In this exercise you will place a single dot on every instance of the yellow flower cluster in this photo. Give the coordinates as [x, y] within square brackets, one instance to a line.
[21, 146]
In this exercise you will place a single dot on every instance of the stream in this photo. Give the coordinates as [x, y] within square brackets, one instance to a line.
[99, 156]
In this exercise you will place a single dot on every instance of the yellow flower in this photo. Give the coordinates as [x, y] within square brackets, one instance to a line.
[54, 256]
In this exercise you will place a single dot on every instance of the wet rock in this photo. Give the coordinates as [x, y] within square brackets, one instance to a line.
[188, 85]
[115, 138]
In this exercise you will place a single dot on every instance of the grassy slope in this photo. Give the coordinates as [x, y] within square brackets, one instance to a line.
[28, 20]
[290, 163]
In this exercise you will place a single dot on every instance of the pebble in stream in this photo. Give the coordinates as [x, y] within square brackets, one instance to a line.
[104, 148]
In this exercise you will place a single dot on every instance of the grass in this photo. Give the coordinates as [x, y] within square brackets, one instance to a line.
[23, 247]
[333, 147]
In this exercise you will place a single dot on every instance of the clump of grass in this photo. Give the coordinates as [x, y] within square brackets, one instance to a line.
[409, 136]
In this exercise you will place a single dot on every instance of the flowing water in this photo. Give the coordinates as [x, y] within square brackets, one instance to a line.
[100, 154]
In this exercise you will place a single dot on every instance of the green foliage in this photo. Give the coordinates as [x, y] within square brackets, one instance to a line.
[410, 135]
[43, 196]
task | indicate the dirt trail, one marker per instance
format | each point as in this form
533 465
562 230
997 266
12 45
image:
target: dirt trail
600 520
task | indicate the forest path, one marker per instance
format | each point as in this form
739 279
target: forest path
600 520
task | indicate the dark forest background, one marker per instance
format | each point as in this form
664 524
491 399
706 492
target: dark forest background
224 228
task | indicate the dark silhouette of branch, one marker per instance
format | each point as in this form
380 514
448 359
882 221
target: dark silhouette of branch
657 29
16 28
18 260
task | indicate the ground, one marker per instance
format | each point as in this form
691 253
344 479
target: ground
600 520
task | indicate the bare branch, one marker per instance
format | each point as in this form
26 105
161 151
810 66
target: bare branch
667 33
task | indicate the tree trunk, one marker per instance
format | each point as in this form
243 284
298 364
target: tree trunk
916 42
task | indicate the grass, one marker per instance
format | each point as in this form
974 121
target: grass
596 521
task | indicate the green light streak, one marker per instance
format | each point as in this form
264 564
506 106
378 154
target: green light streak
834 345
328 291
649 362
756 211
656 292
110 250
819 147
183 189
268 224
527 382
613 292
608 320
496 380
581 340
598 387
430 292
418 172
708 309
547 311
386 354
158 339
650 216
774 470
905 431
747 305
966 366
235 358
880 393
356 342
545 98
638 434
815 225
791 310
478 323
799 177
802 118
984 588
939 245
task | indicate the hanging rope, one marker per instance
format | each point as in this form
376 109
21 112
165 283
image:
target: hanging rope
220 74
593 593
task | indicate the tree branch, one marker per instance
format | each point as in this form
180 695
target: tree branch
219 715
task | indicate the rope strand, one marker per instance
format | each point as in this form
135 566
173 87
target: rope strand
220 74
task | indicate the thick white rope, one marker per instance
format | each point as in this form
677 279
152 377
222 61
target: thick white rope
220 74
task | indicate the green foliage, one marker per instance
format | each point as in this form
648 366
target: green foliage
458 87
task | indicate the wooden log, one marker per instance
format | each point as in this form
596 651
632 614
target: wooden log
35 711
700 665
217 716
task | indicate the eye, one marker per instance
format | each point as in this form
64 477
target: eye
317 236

---

• [WHAT NEEDS TO BE DONE] Each record above should be repeated exactly as it appears.

• [EXERCISE RESPONSE]
In this exercise you will place a single dot on every instance of the yellow flower cluster in this photo. Give the coordinates as [x, y] within square brackets, one instance to a line.
[21, 146]
In this exercise you will place a single dot on every instance of the stream in this photo. Give the coordinates as [x, y] within square brackets, one instance to a line.
[99, 156]
In this exercise you will place a single dot on every instance of the yellow flower in this photo. Give the coordinates as [x, y] within square brackets, one instance to a line.
[54, 256]
In this exercise you will place a single dot on every instance of the wet rock in this photo. Give the coordinates as [x, y] within square brackets, one instance to a line.
[188, 85]
[115, 138]
In this exercise you will place a single dot on every instance of the grassy slope in this photo. Give the coordinates as [x, y] within square brackets, one instance to a line.
[28, 20]
[290, 163]
In this exercise you will place a single dot on every instance of the pebble in stream in this photo. Give the coordinates as [x, y] within square brackets, one instance to a line.
[104, 148]
In this exercise you will place a single dot on every instance of the grass in this photo. Give the coordinates as [x, y] within square brackets, one instance to a line.
[23, 247]
[333, 147]
In this exercise you will place a single dot on every instance of the clump of grass in this photo. Give the coordinates as [x, y] within square brackets, one instance to a line.
[409, 136]
In this exercise you will place a single dot on every instance of the flowing water in this photo. Give the coordinates as [x, y] within square brackets, one instance to a line.
[100, 154]
In this exercise you will place a single dot on every instance of the green foliage in this photo. Give the coordinates as [x, y] within square brackets, one instance to a line.
[410, 135]
[43, 196]
task | indicate the dirt trail, one marker per instance
format | each point as in this form
533 465
562 230
997 266
12 45
image:
target: dirt trail
600 520
task | indicate the forest path, one marker per instance
format | each point as in this form
739 279
target: forest path
600 520
task | indicate the dark forest background, one marker per instance
format | each point as in this form
664 524
491 399
706 492
target: dark forest background
224 228
task | indicate the dark silhouette of branch, one marker per instance
format | each point as in this form
380 514
448 359
882 221
target: dark silhouette of branch
657 29
16 28
18 260
task | indicate the ground, one marker per instance
format | each point as in this form
691 253
344 479
target: ground
600 520
task | indicate the bare branch, one marker per instance
format | each point as in this form
26 105
161 151
810 66
target: bare branch
667 33
task | indicate the tree trunk, one marker per instance
format | each point as in this form
243 284
298 364
target: tree trunk
916 42
task | indicate the grass, one marker per instance
format | each point as in this form
974 121
target: grass
596 521
task | indicate the green light streak, one marker per instance
format | each point as in this form
264 564
506 106
378 154
target: green light streak
834 345
328 291
649 362
756 211
656 292
110 250
819 147
183 189
268 224
527 382
613 292
608 320
496 380
581 340
598 387
430 292
418 172
708 309
547 311
386 354
158 339
650 216
774 470
905 431
747 305
966 366
235 358
880 393
356 342
545 98
638 434
815 225
791 310
478 323
799 177
802 118
984 588
939 245
task | indicate the hanging rope, one marker per instance
format | each point as in this form
376 109
21 112
165 283
image:
target: hanging rope
220 74
593 593
task | indicate the tree branch, one marker per instance
format | each point as in this form
180 695
target: tree branch
219 715
task | indicate the rope strand, one marker per instance
format | each point as in this form
135 566
173 87
target: rope strand
220 74
task | indicate the thick white rope, one marker per instance
format | each point as in this form
677 279
152 377
222 61
target: thick white rope
220 74
task | indicate the green foliage, one marker per instance
format | each point as in this form
648 366
target: green foliage
458 87
task | indicate the wooden log, one marker per instance
format | each point as in this form
596 651
632 614
target: wooden log
35 711
700 665
217 716
task | indicate the eye, one marker per instance
format | each point as in this form
64 477
target: eye
317 236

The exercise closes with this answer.